# EXERCISE OBJECTIVE
Starting at the line that holds "Exercise. Mark the right", copy every line exactly through the end of the data, and no others.

***** EXERCISE INPUTS

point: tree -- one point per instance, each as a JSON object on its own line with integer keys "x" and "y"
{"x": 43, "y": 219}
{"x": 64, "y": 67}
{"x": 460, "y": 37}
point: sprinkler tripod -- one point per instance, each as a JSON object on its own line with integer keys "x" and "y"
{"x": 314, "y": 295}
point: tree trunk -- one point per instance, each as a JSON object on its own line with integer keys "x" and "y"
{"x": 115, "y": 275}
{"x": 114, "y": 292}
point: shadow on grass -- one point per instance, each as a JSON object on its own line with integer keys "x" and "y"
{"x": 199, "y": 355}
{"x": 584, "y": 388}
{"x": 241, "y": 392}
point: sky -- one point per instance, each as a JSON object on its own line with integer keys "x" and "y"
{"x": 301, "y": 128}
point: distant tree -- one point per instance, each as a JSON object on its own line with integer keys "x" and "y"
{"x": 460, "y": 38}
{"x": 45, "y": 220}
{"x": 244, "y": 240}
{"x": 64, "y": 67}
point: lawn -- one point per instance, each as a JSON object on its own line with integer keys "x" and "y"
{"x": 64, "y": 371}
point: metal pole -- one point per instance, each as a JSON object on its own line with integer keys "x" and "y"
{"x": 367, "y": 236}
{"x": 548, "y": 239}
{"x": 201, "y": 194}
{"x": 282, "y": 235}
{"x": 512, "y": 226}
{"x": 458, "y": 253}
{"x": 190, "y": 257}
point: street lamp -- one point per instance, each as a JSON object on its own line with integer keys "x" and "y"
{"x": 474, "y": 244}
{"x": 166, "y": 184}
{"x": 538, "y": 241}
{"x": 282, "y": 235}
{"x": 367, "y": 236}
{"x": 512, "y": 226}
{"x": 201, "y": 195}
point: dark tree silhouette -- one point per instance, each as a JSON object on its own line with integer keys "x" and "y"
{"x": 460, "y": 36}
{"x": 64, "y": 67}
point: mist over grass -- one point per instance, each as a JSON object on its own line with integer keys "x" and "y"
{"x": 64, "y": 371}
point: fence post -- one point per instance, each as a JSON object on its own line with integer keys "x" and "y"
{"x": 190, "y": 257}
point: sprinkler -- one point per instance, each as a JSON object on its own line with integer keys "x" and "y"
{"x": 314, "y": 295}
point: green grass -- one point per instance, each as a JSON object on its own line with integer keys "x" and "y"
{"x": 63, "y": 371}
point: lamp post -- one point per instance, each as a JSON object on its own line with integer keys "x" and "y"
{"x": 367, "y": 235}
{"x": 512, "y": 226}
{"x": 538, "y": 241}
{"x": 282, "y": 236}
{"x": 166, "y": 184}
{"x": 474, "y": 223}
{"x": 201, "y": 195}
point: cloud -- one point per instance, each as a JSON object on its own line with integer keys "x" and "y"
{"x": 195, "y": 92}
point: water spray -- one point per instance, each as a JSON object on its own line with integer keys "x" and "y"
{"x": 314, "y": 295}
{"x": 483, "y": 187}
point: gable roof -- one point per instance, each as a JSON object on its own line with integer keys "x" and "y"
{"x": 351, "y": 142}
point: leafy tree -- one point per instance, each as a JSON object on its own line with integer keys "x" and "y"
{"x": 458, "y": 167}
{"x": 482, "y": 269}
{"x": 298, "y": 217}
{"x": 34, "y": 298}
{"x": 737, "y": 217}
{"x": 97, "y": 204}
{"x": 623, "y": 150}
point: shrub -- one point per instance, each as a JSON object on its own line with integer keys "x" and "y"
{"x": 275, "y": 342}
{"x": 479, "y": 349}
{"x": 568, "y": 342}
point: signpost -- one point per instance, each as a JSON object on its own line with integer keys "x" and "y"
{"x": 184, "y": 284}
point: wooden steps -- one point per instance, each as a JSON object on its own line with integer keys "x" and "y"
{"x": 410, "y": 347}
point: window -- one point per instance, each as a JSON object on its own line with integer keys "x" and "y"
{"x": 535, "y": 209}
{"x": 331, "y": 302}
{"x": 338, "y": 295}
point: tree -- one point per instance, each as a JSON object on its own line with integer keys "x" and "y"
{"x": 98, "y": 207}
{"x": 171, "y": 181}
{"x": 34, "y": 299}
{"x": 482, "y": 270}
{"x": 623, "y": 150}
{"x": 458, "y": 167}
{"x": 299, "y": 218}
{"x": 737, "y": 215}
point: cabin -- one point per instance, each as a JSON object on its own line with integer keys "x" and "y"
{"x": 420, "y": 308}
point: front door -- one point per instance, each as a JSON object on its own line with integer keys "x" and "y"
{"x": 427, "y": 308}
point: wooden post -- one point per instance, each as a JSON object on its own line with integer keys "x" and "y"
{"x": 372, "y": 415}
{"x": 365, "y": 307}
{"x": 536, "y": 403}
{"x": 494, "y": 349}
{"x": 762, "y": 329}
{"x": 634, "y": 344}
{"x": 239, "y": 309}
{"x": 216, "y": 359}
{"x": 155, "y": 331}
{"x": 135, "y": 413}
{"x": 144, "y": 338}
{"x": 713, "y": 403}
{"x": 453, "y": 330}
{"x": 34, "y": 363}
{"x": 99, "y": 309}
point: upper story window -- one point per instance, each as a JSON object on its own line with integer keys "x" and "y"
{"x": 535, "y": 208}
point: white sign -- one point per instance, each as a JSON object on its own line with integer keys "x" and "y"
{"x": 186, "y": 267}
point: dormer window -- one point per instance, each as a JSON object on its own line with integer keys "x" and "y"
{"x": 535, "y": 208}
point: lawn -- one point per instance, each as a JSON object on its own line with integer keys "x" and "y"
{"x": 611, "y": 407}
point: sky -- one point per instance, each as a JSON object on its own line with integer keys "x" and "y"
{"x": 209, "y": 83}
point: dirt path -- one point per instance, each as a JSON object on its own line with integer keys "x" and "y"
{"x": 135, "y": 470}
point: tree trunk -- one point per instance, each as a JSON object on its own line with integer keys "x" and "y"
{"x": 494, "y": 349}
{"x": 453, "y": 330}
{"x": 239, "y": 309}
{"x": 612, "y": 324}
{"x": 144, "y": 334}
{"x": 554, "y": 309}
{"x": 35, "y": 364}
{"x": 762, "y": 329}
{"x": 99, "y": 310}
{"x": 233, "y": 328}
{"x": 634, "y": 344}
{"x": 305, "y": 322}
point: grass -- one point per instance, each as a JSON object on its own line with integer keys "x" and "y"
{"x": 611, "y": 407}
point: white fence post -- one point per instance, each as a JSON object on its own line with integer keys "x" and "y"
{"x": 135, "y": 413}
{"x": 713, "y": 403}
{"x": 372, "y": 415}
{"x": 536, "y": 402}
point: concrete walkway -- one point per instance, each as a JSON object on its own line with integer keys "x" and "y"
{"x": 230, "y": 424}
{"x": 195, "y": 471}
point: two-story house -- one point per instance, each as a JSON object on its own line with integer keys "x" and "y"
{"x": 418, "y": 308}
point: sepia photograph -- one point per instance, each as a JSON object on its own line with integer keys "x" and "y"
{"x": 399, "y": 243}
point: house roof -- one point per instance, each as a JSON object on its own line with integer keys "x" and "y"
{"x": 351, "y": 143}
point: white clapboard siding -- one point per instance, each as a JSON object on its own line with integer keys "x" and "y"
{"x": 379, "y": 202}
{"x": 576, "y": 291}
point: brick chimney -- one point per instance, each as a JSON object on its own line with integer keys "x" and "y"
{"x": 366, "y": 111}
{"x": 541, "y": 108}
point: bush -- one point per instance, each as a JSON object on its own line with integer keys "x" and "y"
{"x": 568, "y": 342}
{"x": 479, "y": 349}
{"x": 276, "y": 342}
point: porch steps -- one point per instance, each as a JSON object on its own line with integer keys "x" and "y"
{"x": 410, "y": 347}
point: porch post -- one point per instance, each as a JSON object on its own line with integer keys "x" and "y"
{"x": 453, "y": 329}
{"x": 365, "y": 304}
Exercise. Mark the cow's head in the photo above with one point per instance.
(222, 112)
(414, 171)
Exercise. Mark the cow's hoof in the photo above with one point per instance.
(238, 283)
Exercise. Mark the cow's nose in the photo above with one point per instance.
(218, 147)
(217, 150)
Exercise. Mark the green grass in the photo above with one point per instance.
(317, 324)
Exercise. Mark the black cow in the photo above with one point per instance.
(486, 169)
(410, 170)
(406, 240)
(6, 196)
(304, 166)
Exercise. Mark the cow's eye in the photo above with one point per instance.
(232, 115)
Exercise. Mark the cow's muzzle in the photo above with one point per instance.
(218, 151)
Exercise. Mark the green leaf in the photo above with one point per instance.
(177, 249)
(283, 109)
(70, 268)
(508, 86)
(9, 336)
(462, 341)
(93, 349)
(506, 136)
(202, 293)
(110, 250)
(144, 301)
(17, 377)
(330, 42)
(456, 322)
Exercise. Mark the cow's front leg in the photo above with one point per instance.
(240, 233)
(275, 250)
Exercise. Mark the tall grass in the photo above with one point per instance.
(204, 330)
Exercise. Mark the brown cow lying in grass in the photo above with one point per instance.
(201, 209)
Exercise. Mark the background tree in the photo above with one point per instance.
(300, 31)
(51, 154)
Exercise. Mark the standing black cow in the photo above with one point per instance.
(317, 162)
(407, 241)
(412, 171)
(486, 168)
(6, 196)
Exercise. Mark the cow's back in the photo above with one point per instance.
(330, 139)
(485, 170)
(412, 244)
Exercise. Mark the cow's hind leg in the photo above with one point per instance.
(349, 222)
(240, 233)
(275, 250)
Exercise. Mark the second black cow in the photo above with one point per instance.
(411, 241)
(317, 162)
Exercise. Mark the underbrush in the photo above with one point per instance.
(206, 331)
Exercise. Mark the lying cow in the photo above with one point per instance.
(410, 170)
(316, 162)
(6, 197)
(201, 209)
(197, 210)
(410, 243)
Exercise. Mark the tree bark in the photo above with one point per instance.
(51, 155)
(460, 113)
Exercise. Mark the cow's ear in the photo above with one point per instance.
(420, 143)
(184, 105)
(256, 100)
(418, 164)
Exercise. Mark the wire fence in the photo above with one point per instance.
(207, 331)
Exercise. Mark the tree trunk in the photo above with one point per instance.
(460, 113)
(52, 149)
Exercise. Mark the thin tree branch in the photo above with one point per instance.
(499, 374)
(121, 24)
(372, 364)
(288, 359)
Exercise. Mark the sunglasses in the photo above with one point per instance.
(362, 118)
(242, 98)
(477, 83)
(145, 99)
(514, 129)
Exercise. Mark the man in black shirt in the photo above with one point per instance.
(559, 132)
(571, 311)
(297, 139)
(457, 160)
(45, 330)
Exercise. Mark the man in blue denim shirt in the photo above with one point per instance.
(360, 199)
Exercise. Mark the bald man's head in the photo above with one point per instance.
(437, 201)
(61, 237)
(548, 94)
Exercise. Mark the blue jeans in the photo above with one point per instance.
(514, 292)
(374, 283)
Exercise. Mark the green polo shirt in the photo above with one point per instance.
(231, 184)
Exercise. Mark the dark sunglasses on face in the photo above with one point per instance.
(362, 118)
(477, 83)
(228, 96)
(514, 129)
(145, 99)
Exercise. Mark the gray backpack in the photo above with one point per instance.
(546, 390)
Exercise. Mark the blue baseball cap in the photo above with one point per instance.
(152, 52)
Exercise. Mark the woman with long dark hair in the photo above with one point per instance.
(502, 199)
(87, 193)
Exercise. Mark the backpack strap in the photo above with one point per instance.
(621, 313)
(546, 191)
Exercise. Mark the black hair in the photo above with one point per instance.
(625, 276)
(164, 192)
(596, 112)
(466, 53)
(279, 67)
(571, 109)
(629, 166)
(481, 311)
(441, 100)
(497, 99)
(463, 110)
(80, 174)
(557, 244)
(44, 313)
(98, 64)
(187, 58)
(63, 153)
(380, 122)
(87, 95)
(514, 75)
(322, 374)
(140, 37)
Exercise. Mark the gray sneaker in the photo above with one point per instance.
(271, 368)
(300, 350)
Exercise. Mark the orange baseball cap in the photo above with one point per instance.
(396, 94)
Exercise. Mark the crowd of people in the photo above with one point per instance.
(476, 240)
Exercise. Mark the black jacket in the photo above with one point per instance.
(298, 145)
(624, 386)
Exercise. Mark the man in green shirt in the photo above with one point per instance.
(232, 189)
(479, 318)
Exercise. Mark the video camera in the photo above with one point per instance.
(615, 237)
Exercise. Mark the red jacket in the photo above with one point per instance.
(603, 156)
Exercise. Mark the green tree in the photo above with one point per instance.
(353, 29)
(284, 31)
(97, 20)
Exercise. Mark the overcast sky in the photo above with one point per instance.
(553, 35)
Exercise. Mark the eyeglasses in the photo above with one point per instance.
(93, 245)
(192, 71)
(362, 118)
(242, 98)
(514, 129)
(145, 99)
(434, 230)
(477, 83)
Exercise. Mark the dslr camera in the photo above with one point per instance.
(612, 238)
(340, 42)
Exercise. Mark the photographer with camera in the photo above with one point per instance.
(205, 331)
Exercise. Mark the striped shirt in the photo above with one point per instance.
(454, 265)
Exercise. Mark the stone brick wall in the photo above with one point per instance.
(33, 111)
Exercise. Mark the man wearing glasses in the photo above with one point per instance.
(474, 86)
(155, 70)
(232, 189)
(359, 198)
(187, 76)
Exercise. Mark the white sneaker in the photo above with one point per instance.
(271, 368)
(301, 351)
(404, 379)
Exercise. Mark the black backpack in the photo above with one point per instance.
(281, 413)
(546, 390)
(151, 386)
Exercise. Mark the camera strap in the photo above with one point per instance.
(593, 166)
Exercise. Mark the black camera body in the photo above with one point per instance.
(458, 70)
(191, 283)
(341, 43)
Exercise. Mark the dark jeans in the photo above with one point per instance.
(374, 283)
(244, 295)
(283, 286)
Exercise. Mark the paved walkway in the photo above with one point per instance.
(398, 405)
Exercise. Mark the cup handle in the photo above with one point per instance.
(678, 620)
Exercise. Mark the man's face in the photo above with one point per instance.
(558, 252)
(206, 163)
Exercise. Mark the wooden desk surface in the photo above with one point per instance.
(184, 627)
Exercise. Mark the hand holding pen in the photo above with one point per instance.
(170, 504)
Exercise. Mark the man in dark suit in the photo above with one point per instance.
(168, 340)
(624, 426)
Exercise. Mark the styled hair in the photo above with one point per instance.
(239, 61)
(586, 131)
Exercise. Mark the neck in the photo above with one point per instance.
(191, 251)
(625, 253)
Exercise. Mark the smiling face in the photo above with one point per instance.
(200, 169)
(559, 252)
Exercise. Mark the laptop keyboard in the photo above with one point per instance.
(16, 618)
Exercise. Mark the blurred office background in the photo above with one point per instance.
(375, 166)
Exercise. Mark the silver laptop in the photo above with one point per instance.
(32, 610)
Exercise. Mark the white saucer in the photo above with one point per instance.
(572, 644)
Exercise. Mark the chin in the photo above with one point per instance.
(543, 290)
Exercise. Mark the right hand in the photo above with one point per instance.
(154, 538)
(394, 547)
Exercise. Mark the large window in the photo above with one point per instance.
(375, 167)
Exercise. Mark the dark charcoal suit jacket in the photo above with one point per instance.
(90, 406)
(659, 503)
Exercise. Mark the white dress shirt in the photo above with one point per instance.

**********

# TASK ANSWER
Exercise. Mark the right hand in the photo above with one point per instance.
(154, 538)
(394, 547)
Exercise. Mark the large window in the photo above with one point per instance.
(375, 167)
Exercise. Mark the dark charcoal suit jacket in the photo above with one point per instance.
(90, 406)
(659, 503)
Exercise. Mark the white dress shirt in the photo above with one point per instance.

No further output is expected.